• [CONSIGNES DE TRAVAIL]: Réécrivez s'il vous plaît les lignes qui commencent à celle contenant « the blue sea » et se terminent à celle contenant « [[510, 269]] ». Remplacez « evaluation set » par « test set » et ne changez rien d'autre.

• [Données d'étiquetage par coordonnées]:
>>>>>
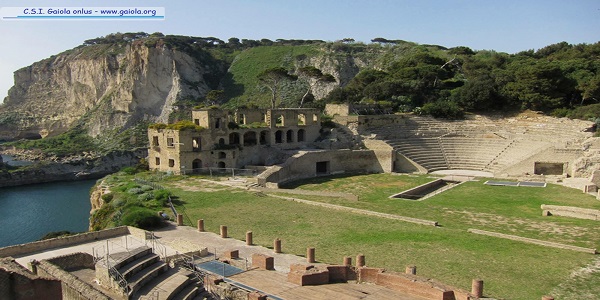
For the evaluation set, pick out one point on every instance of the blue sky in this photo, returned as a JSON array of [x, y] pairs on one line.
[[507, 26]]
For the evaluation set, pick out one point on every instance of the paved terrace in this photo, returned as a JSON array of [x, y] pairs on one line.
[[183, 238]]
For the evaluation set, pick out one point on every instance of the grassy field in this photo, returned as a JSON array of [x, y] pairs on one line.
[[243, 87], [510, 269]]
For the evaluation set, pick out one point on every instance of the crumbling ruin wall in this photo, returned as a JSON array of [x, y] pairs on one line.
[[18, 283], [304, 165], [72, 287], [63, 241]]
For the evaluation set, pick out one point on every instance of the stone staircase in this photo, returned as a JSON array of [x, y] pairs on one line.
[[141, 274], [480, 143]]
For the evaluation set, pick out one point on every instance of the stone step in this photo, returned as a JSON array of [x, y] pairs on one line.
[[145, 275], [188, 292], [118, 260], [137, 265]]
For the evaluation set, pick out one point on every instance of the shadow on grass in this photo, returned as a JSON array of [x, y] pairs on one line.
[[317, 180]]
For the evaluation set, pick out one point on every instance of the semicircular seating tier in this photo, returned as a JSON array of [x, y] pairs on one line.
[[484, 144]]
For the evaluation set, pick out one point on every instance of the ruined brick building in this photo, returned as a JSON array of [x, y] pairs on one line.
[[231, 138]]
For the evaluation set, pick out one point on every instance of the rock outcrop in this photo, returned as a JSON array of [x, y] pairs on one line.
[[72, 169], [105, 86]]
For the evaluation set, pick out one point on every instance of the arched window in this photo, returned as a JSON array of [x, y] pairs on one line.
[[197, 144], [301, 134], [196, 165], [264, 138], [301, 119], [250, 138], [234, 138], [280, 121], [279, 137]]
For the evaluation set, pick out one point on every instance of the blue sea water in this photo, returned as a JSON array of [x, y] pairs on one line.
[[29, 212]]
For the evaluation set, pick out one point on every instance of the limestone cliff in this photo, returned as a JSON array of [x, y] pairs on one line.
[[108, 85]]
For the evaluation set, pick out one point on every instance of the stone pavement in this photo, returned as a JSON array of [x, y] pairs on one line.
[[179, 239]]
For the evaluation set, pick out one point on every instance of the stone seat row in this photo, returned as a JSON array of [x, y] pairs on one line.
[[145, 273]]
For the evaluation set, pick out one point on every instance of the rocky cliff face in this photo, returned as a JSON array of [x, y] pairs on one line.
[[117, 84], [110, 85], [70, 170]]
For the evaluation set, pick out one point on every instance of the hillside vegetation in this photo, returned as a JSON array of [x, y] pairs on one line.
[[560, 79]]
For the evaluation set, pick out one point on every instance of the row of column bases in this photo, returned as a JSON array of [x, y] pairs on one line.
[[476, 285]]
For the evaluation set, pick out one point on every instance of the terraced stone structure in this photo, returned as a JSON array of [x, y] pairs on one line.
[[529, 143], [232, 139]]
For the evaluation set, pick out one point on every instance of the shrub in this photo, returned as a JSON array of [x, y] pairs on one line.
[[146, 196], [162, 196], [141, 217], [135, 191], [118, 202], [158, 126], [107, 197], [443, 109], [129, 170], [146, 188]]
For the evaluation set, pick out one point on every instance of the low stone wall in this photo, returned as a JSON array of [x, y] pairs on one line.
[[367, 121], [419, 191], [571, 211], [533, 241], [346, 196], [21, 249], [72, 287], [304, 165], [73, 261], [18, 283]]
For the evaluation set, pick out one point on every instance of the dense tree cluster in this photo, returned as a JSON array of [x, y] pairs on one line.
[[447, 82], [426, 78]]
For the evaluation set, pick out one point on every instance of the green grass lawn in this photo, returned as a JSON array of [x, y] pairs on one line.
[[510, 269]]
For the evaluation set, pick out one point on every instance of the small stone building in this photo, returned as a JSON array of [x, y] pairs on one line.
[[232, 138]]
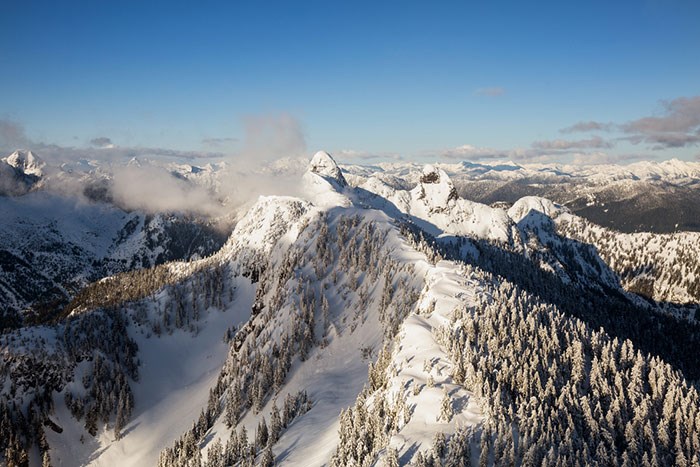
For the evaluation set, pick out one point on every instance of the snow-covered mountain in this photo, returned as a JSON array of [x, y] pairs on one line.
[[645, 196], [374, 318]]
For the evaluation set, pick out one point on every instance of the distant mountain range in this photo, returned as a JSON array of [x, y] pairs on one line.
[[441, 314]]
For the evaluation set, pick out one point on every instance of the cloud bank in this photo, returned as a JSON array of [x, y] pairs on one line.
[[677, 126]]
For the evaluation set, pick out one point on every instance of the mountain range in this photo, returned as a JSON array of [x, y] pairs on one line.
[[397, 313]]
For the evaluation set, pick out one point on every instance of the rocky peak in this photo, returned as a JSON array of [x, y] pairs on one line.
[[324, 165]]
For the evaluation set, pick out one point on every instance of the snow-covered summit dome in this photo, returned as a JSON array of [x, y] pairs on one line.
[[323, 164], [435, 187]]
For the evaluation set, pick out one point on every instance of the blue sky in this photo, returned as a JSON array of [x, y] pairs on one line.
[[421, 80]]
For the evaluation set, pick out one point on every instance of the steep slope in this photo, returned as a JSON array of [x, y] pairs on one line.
<<<<<
• [RÉPONSE ATTENDUE]:
For the test set, pick out one point on every instance of the blue sea water in this photo, returned as a JSON array of [x, y] pairs on one line.
[[29, 212]]
For the test set, pick out one point on every instance of the limestone cliff in this photo, returned as a JSON array of [x, y] pairs on one line.
[[108, 85]]
For the test set, pick out one point on every instance of the stone pavement in this photo, returned as a JSON array of [x, y] pairs on one line.
[[179, 239]]
For the test set, pick out one point on every instance of the stone seat row in this photo, returned as a JSON array of [x, y] pairs on one line.
[[145, 273]]
For the test set, pick out one point on every instance of the rocky cliff face in this photo, returned as a JSON array of [x, y] pairs on one line.
[[117, 84], [110, 85], [70, 170]]
For the test set, pick out one point on every instance of the hillside vegetation in this photo, returned as a JSON array of [x, y] pairs on one line.
[[560, 79]]
For the test set, pick out one point on every instance of the row of column bases in this photo, returned as a JSON array of [x, y] pairs on one line.
[[476, 285]]
For the test set, pick out one point on every instance of the terraced stone structure in this photo, returned as a JSON array of [x, y] pairs on one line.
[[529, 143], [232, 139]]
For the test set, pick out one point on every instance of the shrub in this photo, returned as a JSON array of [x, y] pairs on one line.
[[146, 196], [162, 196], [141, 217], [135, 191], [118, 202], [158, 126], [107, 197], [443, 109], [129, 170], [146, 188]]
For the test set, pick out one point on every instance of the low stone wall in this photo, returned as a JSON array of [x, y] pairs on one line.
[[367, 121], [419, 191], [571, 211], [533, 241], [346, 196], [21, 249], [72, 287], [304, 165], [73, 261], [18, 283]]
For the test set, pick out one point on every instance of the dense tree cluster in this photo, returned as a JSON array of [x, y] pairs on one line.
[[447, 82], [426, 78]]
For the test set, pick out one point on every instance of the green grass lawn in this photo, returned as a JSON array of [x, y] pairs on one line.
[[510, 269]]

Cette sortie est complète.